● **QUESTIONS TO ANSWER**
1. Please condense the paragraph in the abstract on cytokine alarmins that begins "Asthma is a heterogeneous disorder" into a short bulleted list that keeps its main facts.
2. Extend the abstract on targeting cytokine alarmins to treat allergic airway inflammation, picking up after its last sentence.

··· PASSAGE PROVIDED

The Therapeutic Potential of Targeting Cytokine Alarmins to Treat Allergic Airway Inflammation

Abstract

Asthma is a heterogeneous disorder that results in recurrent attacks of breathlessness, coughing, and wheezing that affects millions of people worldwide. Although the precise causes of asthma are unclear, studies suggest that a combination of genetic predisposition and environmental exposure to various allergens and pathogens contribute to its development. Currently, the most common treatment to control asthma is a dual combination of β2-adrenergic receptor agonists and corticosteroids. However, studies have shown that some patients do not respond well to these medications, while others experience significant side effects. It is reported that the majority of asthmas are associated with T helper type 2 (TH2) responses. In these patients, allergen challenge initiates the influx of TH2 cells in the airways leading to an increased production of TH2-associated cytokines and the promotion of allergy-induced asthma. Therefore, biologics that target this pathway may provide an alternative method to treat the allergic airway inflammation associated with asthma. As of now, only two biologics (omalizumab and mepolizumab), which target immunoglobulin E and interleukin-5, respectively, are FDA-approved and being prescribed to asthmatics. However, recent studies have reported that targeting other components of the TH2 response also show great promise. In this review, we will briefly describe the immunologic mechanisms underlying allergic asthma. Furthermore, we will discuss the current therapeutic strategies used to treat asthma including their limitations. Finally, we will highlight the benefits of using biologics to treat asthma-associated allergic airway inflammation with an emphasis on the potential of targeting cytokine alarmins, especially thymic stromal lymphopoietin.

······
··· RECORD SET

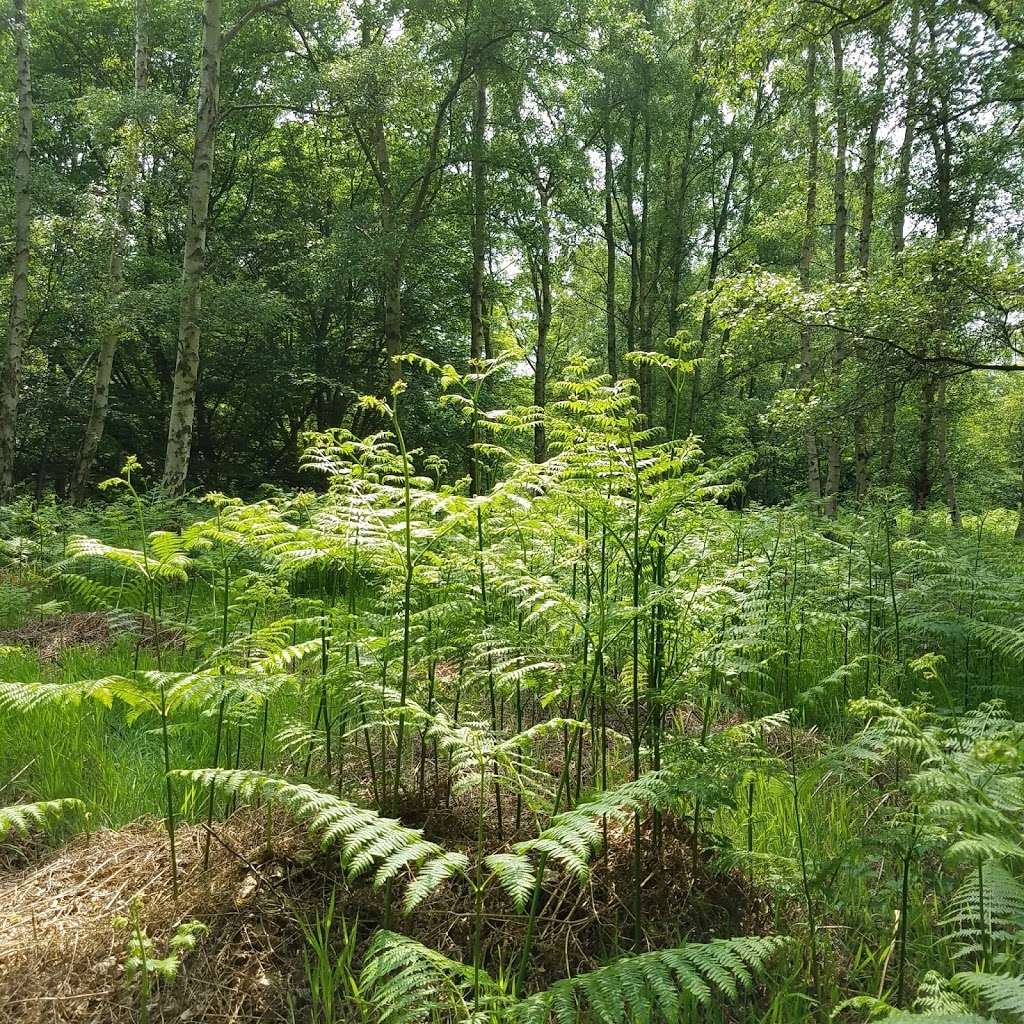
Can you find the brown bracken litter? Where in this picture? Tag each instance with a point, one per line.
(61, 954)
(50, 635)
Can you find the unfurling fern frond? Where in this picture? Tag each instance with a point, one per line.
(515, 875)
(936, 995)
(365, 839)
(43, 813)
(653, 985)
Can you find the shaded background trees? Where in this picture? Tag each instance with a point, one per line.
(808, 217)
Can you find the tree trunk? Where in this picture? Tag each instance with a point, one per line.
(942, 430)
(179, 432)
(478, 172)
(10, 377)
(806, 254)
(921, 484)
(835, 475)
(392, 317)
(115, 285)
(609, 242)
(540, 271)
(718, 237)
(868, 172)
(1019, 532)
(901, 188)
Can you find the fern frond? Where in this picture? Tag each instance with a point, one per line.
(43, 813)
(573, 837)
(364, 838)
(648, 985)
(1001, 993)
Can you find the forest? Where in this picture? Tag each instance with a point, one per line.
(512, 513)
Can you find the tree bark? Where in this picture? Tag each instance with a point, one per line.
(542, 292)
(478, 173)
(179, 432)
(111, 336)
(869, 163)
(806, 254)
(609, 243)
(1019, 532)
(718, 237)
(948, 478)
(17, 331)
(835, 475)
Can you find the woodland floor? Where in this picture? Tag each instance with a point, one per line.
(61, 953)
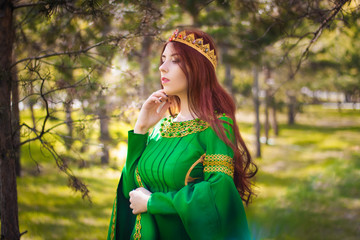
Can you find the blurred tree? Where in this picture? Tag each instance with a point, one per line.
(35, 36)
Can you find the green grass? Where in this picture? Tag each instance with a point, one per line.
(308, 184)
(309, 180)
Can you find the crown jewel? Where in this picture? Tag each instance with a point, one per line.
(197, 44)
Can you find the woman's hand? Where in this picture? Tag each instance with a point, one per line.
(152, 111)
(138, 200)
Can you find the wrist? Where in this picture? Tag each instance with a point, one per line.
(140, 129)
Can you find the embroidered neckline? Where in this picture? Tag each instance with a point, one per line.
(171, 129)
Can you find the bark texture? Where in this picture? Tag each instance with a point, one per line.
(9, 207)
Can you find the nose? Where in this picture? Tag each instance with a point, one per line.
(163, 67)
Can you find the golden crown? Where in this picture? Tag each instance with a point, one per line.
(197, 44)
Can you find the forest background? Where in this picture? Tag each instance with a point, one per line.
(73, 76)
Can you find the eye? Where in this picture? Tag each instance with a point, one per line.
(175, 60)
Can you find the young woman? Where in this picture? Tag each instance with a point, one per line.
(189, 177)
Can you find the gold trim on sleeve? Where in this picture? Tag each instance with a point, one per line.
(137, 234)
(219, 163)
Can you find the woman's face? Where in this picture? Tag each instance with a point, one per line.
(173, 78)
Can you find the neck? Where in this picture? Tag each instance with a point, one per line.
(184, 113)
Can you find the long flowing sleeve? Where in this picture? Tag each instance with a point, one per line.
(212, 208)
(136, 146)
(122, 220)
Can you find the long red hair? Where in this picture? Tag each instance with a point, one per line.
(207, 98)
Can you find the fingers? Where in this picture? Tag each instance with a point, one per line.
(161, 95)
(163, 108)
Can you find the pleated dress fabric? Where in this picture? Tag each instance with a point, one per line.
(204, 206)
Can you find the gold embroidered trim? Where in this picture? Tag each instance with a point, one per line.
(137, 234)
(113, 220)
(219, 163)
(170, 129)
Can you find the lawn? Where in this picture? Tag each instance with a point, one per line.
(308, 184)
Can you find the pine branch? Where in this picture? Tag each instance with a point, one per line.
(71, 53)
(315, 37)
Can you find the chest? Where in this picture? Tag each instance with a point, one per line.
(165, 162)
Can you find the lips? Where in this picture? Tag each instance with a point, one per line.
(164, 80)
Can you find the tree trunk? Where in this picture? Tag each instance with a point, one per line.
(69, 124)
(229, 83)
(291, 107)
(9, 207)
(15, 120)
(274, 118)
(267, 124)
(257, 114)
(31, 105)
(104, 130)
(145, 63)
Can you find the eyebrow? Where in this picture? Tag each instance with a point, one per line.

······

● **ANSWERS BY ITEM**
1.
- Asthma is a heterogeneous disorder that causes recurrent breathlessness, coughing and wheezing and affects millions of people worldwide.
- Its precise causes are unclear, but genetic predisposition combined with environmental exposure to allergens and pathogens appears to contribute.
- The most common treatment pairs β2-adrenergic receptor agonists with corticosteroids, yet some patients respond poorly and others have significant side effects.
- Most asthmas are linked to T helper type 2 (TH2) responses. In these patients, allergen challenge brings TH2 cells into the airways, which raises TH2-associated cytokine production and promotes allergy-induced asthma.
- Biologics that target this pathway may offer an alternative treatment. Only omalizumab (targeting immunoglobulin E) and mepolizumab (targeting interleukin-5) are FDA-approved and prescribed, though targeting other parts of the TH2 response also looks promising.
- The review outlines the immunologic mechanisms of allergic asthma, current therapies and their limitations, and the benefits of biologics, with emphasis on cytokine alarmins, especially thymic stromal lymphopoietin.

2.
Keywords: alarmins; allergic airway inflammation; asthma; biologics; thymic stromal lymphopoietin.

Figure 1

Following exposure to allergens, epithelial cells release cytokine alarmins including thymic stromal lymphopoietin (TSLP), IL-25, and IL-33. Cytokine alarmins promote the production of type 2 cytokines (IL-4, IL-5, and IL-13) by immune cells of both the innate and adaptive immune systems. Moreover, crosstalk between these two branches further promotes T_H2 cytokine-mediated inflammation including production of IgE and the expansion of eosinophil populations, events that contribute to asthma pathogenesis. The anti-IgE monoclonal antibody omalizumab and the anti-IL-5 monoclonal antibody mepolizumab, the only biologics which have been approved by the FDA, provide effective long-term control and reduce the steroid requirement in patients with severe allergic asthma. Moreover, biologics targeting TSLP and IL-13 are currently undergoing clinical trials. Although biologics targeting the cytokine alarmins IL-25 and IL-33 have shown promise in murine studies, further studies are needed to determine their therapeutic potential. The development of biologics to treat allergy-associated asthma will aid in the eventual goal of creating novel personalized treatment regimens.